Exercise passage:
★ ★ ★
A Schenectady police officer served a suspension of about a month without pay for using police resources to run a license plate check for a friend, who sought identifying information on a man he said was harassing his girlfriend.
But authorities say the identifying information was actually handed over to a third man who used the information to terrorize a Rotterdam resident with explosive devices last year.
Details regarding the Schenectady officer were included recently in a prosecutor’s filing in the case against the man accused of orchestrating the attacks, Lawrence Ahrens. The name of the officer was not included in the document, and Public Safety Commissioner Wayne Bennett refused to identify the officer.
The officer is not believed to have been aware of the real reason for the request or for whom the information was ultimately being requested, prosecutors point out in the court filing. But Bennett said the officer shouldn’t have handed out the information at all.
Ahrens has been charged with multiple felonies, including first-degree arson, and could face up to 25 years to life if convicted.
The 33-year-old Rotterdam resident is accused of directing a “campaign of terror” against a romantic rival in Rotterdam. He allegedly got drug-addicted friends to throw explosive devices at the rival’s home window in attempts to drive him off and win back his former girlfriend.
According to the pretrial filing, Ahrens got the rival’s name and address by having a friend get a Schenectady police officer to run the man’s license plate. The filings say the plate check happened March 5, 2012, and Ahrens “launched his campaign of terror immediately thereafter.”
The police department began investigating after the district attorney’s office brought the information to the department’s attention, Bennett said.
He confirmed that the officer involved was identified and suspended without pay for a “significant” amount of time. He declined to give the exact length of the suspension, but it was a month at most because he said the officer served his suspension in July 2012.
★ ★ ★
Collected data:

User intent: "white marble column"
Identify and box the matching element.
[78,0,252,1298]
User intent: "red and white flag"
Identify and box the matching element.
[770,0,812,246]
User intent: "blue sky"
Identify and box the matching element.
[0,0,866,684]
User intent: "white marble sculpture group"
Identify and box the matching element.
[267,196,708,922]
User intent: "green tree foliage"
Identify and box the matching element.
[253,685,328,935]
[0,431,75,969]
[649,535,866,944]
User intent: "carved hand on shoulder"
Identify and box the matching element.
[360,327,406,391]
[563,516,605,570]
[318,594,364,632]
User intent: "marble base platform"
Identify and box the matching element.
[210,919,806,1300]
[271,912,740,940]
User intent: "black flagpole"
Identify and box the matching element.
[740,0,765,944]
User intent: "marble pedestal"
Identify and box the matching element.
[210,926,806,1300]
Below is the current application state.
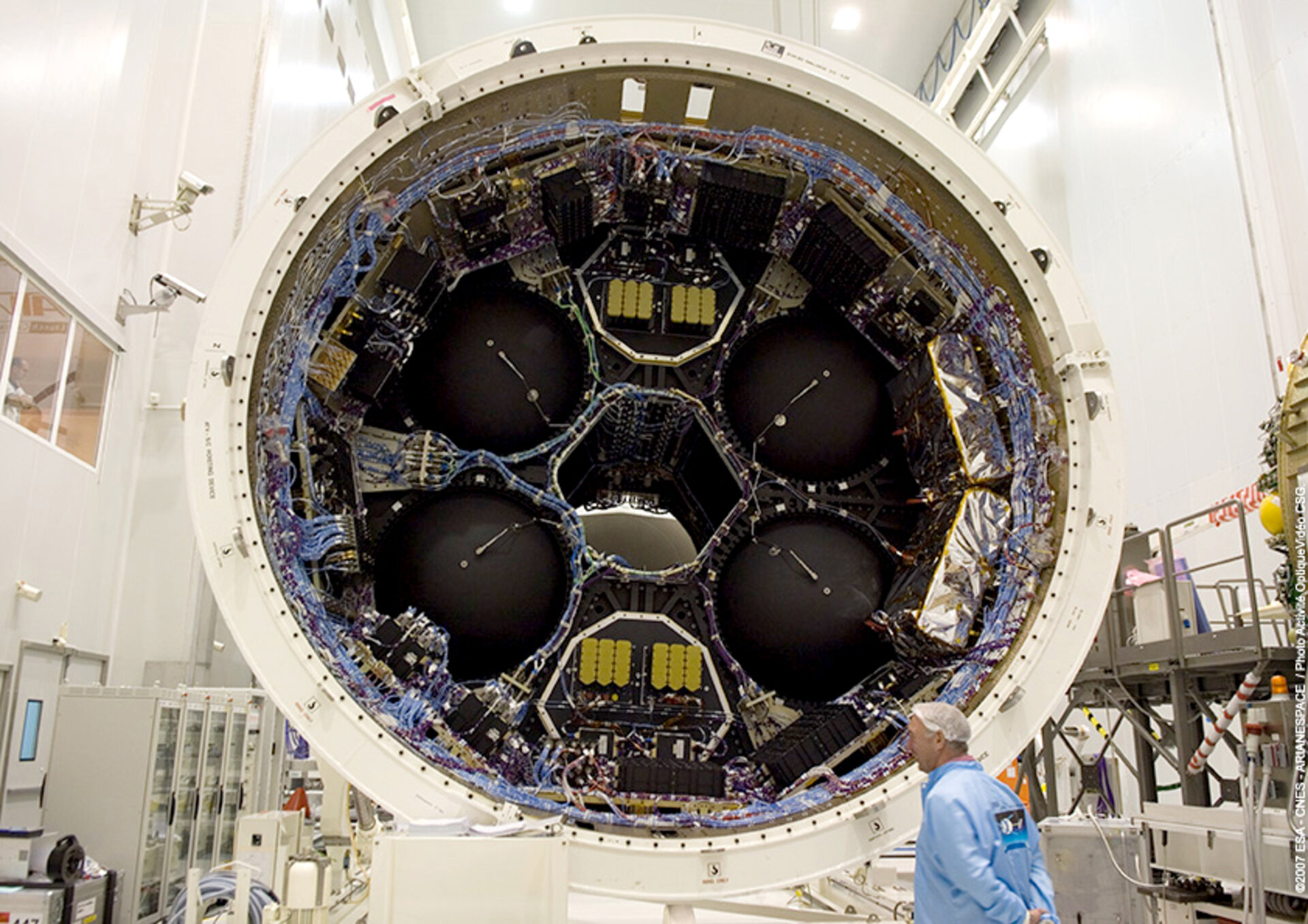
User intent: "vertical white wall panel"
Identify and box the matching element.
[990,0,1274,541]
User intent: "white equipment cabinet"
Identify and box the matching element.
[46,686,281,924]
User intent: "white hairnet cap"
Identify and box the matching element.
[913,703,972,745]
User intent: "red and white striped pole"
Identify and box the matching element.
[1185,671,1260,776]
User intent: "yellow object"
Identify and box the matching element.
[595,639,613,686]
[650,641,667,690]
[1258,494,1286,536]
[636,283,654,320]
[672,285,685,324]
[577,638,599,684]
[623,280,641,317]
[604,280,627,317]
[613,639,632,686]
[667,644,685,690]
[685,648,704,692]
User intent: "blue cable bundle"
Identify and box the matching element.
[168,869,277,924]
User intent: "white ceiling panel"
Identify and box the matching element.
[403,0,960,93]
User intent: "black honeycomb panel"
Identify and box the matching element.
[617,756,726,799]
[540,168,595,247]
[691,163,786,249]
[381,247,439,294]
[752,703,866,789]
[790,203,890,304]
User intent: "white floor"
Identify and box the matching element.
[567,890,912,924]
[567,891,792,924]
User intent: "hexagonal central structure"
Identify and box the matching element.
[577,226,744,366]
[557,391,744,570]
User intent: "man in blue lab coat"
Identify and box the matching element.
[907,703,1058,924]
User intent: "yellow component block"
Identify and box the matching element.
[577,638,599,684]
[700,289,718,330]
[667,644,685,690]
[595,639,613,686]
[623,280,641,317]
[671,285,685,324]
[604,280,627,317]
[636,283,654,320]
[650,641,667,690]
[685,286,704,324]
[613,639,632,686]
[685,648,704,692]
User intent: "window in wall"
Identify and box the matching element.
[0,255,114,466]
[0,257,22,424]
[55,327,114,465]
[18,699,43,761]
[9,280,74,439]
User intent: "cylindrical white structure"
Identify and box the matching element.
[186,17,1122,899]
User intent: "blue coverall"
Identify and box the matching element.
[913,758,1058,924]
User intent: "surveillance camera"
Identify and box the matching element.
[152,273,205,303]
[176,170,213,202]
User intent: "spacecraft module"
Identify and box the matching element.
[186,17,1122,899]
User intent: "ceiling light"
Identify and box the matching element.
[830,7,863,33]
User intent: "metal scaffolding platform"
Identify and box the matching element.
[1019,500,1295,819]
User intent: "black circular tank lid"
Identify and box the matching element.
[717,513,893,702]
[722,311,890,481]
[374,488,569,680]
[401,284,587,452]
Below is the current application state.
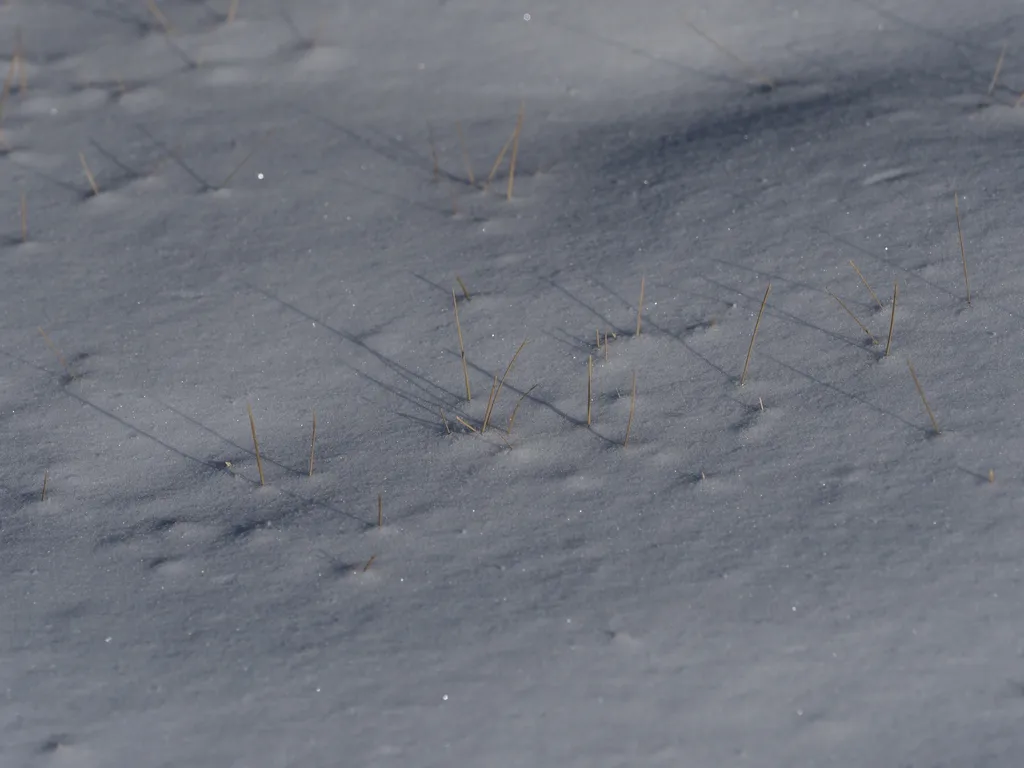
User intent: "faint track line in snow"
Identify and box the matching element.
[242,283,460,414]
[61,386,372,527]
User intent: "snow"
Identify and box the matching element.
[0,0,1024,768]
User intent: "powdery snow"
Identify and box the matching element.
[0,0,1024,768]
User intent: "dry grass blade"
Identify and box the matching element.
[78,152,99,196]
[0,58,15,126]
[309,411,316,477]
[455,274,470,301]
[739,282,771,386]
[988,43,1007,96]
[39,326,74,378]
[850,259,883,309]
[886,281,899,357]
[636,276,647,336]
[246,403,264,485]
[455,416,480,432]
[483,131,516,189]
[623,371,637,447]
[906,357,940,434]
[452,288,473,402]
[480,374,498,432]
[505,101,526,200]
[455,122,476,186]
[427,123,441,181]
[508,384,540,434]
[480,339,529,432]
[825,288,879,344]
[953,193,971,306]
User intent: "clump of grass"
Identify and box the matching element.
[246,403,265,485]
[739,281,771,386]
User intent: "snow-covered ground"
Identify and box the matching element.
[0,0,1024,768]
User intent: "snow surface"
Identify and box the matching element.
[0,0,1024,768]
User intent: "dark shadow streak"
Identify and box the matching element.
[761,353,932,434]
[811,226,1020,319]
[595,281,736,381]
[548,279,624,334]
[701,276,870,352]
[154,397,306,476]
[295,105,469,185]
[242,282,460,406]
[61,387,372,527]
[410,272,454,298]
[466,360,620,445]
[546,19,750,86]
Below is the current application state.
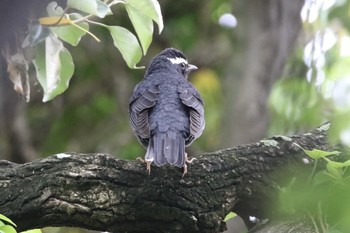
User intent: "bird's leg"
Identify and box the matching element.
[182,152,196,178]
[146,161,152,175]
[136,157,152,175]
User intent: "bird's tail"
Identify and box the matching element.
[146,132,185,167]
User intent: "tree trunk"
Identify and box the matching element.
[221,0,304,147]
[0,124,329,232]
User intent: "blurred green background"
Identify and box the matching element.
[0,0,350,232]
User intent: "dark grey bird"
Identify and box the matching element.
[129,48,205,174]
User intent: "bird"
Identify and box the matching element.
[129,48,205,176]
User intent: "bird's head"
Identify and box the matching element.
[146,48,198,79]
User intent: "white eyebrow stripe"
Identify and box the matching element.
[168,57,188,64]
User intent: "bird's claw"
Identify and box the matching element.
[136,157,152,175]
[182,152,197,178]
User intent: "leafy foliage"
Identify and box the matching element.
[279,149,350,233]
[17,0,163,102]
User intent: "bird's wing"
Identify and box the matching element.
[178,86,205,146]
[129,86,159,147]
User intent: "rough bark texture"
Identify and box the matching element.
[0,125,329,232]
[221,0,304,147]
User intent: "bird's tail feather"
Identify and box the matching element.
[153,132,185,167]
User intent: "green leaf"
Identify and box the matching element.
[46,1,89,46]
[125,4,153,54]
[21,229,42,233]
[67,0,112,18]
[21,23,50,48]
[33,35,74,102]
[0,214,17,227]
[107,26,144,69]
[224,212,237,222]
[125,0,164,34]
[326,161,343,180]
[51,13,89,46]
[303,149,340,160]
[0,225,17,233]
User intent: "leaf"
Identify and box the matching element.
[326,161,343,180]
[0,225,17,233]
[224,212,237,222]
[33,35,74,102]
[67,0,112,18]
[303,149,340,160]
[21,229,42,233]
[107,26,144,69]
[51,13,89,46]
[125,0,164,34]
[4,50,30,102]
[0,214,17,227]
[45,2,89,46]
[21,23,50,48]
[125,4,153,54]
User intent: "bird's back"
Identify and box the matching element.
[149,74,190,167]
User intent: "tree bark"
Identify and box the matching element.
[221,0,304,147]
[0,124,329,232]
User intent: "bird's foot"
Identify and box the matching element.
[182,152,197,178]
[136,157,152,175]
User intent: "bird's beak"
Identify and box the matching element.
[185,64,198,74]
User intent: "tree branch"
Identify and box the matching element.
[0,124,329,232]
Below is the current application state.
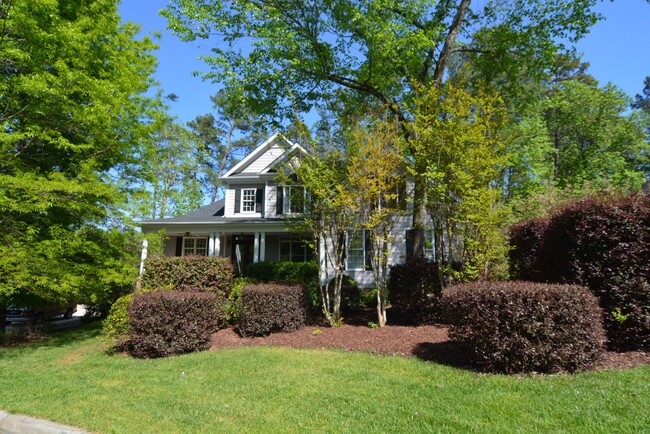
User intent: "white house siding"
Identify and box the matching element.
[240,143,286,174]
[165,237,178,256]
[223,186,235,217]
[224,183,264,218]
[264,182,278,218]
[321,215,411,288]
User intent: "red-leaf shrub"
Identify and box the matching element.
[142,256,235,297]
[239,283,309,336]
[388,257,442,324]
[443,282,604,373]
[128,290,225,358]
[510,194,650,350]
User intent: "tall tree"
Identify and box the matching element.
[414,81,507,284]
[347,121,406,327]
[632,76,650,140]
[187,89,268,203]
[119,110,203,219]
[164,0,597,255]
[0,0,155,325]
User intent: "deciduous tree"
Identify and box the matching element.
[164,0,597,255]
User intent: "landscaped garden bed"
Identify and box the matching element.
[210,309,650,370]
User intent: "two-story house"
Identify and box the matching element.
[141,133,418,287]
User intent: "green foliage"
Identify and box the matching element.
[142,256,235,298]
[347,121,406,326]
[102,293,135,349]
[443,282,605,373]
[238,284,309,337]
[414,82,507,281]
[226,277,252,324]
[0,0,155,312]
[117,109,203,220]
[127,291,225,358]
[187,89,268,202]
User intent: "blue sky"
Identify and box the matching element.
[120,0,650,122]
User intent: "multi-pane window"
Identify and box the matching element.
[183,237,208,256]
[347,230,366,270]
[241,188,257,212]
[280,237,314,262]
[283,185,308,214]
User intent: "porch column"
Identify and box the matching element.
[208,232,214,256]
[212,232,221,256]
[253,232,260,262]
[260,232,266,262]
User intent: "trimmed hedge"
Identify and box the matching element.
[244,261,321,312]
[142,256,235,297]
[510,194,650,351]
[388,257,442,324]
[128,291,225,358]
[239,283,309,337]
[102,293,135,351]
[443,282,604,373]
[245,261,318,285]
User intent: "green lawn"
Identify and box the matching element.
[0,327,650,433]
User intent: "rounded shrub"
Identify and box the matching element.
[443,282,604,373]
[102,293,135,350]
[142,256,235,298]
[128,291,225,358]
[239,283,309,337]
[510,194,650,351]
[388,257,442,325]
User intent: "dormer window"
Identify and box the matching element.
[241,188,257,213]
[283,185,309,214]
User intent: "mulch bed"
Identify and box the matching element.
[211,309,650,371]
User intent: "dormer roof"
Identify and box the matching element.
[221,132,306,181]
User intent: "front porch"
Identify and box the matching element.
[164,231,314,274]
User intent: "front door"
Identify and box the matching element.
[231,235,255,274]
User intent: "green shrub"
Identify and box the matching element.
[128,291,225,358]
[443,282,604,373]
[226,277,252,324]
[245,261,321,312]
[329,275,362,307]
[142,256,235,298]
[102,293,134,350]
[510,194,650,351]
[388,257,442,325]
[239,283,309,336]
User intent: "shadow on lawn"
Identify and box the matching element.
[0,321,102,356]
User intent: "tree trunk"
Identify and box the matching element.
[407,156,428,258]
[0,301,7,333]
[377,288,388,327]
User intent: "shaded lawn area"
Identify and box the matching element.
[0,326,650,433]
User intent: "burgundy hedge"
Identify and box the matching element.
[443,282,604,373]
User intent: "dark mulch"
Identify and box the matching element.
[211,309,650,371]
[211,309,650,371]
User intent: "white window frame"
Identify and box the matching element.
[345,229,367,271]
[282,184,309,214]
[239,188,257,214]
[181,237,208,256]
[278,237,315,262]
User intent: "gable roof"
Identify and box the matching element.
[140,199,226,224]
[221,132,307,180]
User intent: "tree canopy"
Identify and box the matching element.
[164,0,598,254]
[0,0,156,312]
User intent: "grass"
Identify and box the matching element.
[0,327,650,433]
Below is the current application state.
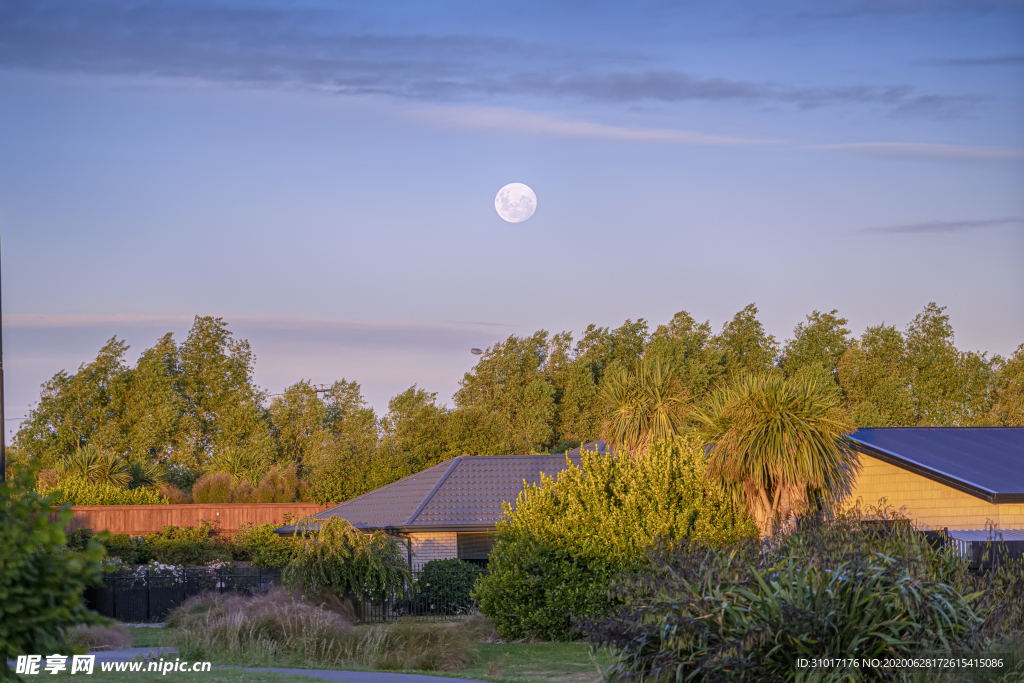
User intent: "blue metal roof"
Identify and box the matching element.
[850,427,1024,503]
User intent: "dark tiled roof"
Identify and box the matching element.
[278,455,580,535]
[851,427,1024,503]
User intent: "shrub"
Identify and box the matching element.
[231,481,257,503]
[475,438,757,640]
[67,624,131,652]
[145,521,231,565]
[0,468,103,679]
[103,533,153,564]
[40,476,168,505]
[256,467,299,503]
[193,472,234,503]
[160,483,193,505]
[167,590,473,671]
[413,559,483,614]
[282,517,412,602]
[65,528,98,553]
[232,522,300,567]
[588,511,987,681]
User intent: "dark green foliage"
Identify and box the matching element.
[65,528,93,553]
[589,511,1021,681]
[282,517,412,602]
[145,521,231,564]
[413,558,483,614]
[231,522,302,567]
[475,438,757,640]
[103,533,154,564]
[0,469,103,680]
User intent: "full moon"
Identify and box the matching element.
[495,182,537,223]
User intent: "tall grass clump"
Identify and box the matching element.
[167,589,473,671]
[584,509,1024,682]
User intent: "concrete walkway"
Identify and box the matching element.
[243,667,486,683]
[8,647,486,683]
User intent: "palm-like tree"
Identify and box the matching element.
[694,373,860,536]
[601,356,691,458]
[57,445,132,488]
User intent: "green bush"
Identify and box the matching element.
[413,558,483,614]
[103,533,153,564]
[145,521,231,565]
[40,476,168,505]
[232,522,301,567]
[588,511,999,681]
[193,472,234,503]
[282,517,412,602]
[65,528,98,553]
[0,468,103,680]
[474,438,757,640]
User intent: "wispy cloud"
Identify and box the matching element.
[0,0,985,117]
[812,142,1024,161]
[408,106,775,145]
[928,54,1024,67]
[861,216,1024,234]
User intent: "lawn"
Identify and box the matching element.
[47,665,323,683]
[123,627,611,683]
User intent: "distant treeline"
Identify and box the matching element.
[10,303,1024,502]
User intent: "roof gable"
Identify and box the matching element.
[850,427,1024,504]
[278,455,580,533]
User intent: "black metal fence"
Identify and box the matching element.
[85,567,281,624]
[85,567,483,624]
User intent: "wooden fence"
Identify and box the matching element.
[54,503,328,537]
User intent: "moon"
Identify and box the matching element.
[495,182,537,223]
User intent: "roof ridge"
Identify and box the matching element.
[314,461,447,516]
[406,456,463,526]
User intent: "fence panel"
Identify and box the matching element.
[85,567,281,624]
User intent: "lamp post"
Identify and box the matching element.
[0,236,7,482]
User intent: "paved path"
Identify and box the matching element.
[8,647,486,683]
[243,668,486,683]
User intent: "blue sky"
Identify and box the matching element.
[0,0,1024,427]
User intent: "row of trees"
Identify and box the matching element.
[11,303,1024,502]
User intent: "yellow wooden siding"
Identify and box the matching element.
[849,454,1024,529]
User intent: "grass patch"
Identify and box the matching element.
[458,643,612,683]
[128,626,169,647]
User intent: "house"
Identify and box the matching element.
[276,454,580,568]
[850,427,1024,536]
[278,427,1024,567]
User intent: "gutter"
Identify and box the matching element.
[849,436,1024,505]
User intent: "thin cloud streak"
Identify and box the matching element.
[3,313,510,331]
[0,0,987,118]
[407,108,778,145]
[928,54,1024,67]
[811,142,1024,161]
[861,216,1024,234]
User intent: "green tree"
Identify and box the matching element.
[173,315,275,479]
[715,303,779,382]
[14,337,130,467]
[989,344,1024,427]
[0,468,103,681]
[837,325,916,427]
[455,330,555,455]
[645,310,725,401]
[601,357,690,458]
[781,309,853,382]
[476,438,757,640]
[695,373,859,535]
[381,384,451,473]
[906,302,992,427]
★ ★ ★
Problem set:
1 – Rewrite the paragraph of the article about the Schenectady officer that begins "According to the pretrial filing" as a short bulleted list that keeps its main facts.
2 – Go on with the article about the Schenectady officer, starting after its final sentence.

Answers to the exercise:
1 –
- Ahrens got the rival's name and address through a friend, who had a Schenectady police officer run the rival's license plate.
- The plate check took place on March 5, 2012.
- Ahrens started his "campaign of terror" right after that.

2 –
“He has served his suspension and has resumed his duties,” Bennett said. He explained that the officer gave out the address because “a friend” asked for it.
Although the officer couldn’t have guessed that the information would lead to a series of bombings, Bennett said, the officer should have known better than to hand out an address to someone claiming harassment.
“The obvious question is, ‘Why do you want it?’ ” Bennett said. “A police officer, just through their daily activities, the antenna should go up.”
He said officers should never “arbitrarily hand out information.”
Bennett added that the department had never had trouble with the officer before. “It was a very rare moment of poor judgment on his part,” he said.
The request for the information also should have raised questions, he added. “If, in fact, he’s so concerned about being harassed, he should go to police and file an official complaint,” Bennett said. “There’s a correct process to follow.”
Ahrens is accused of recruiting others to damage his rival’s home using explosives.
In one instance on March 17, 2012, an explosive device blew up on the man’s front porch and smashed his bedroom window as he slept. A week later, another device detonated near a dormer on the second floor of the home, causing damage to the roof.
Three others were charged in connection with the case; those people have pleaded guilty.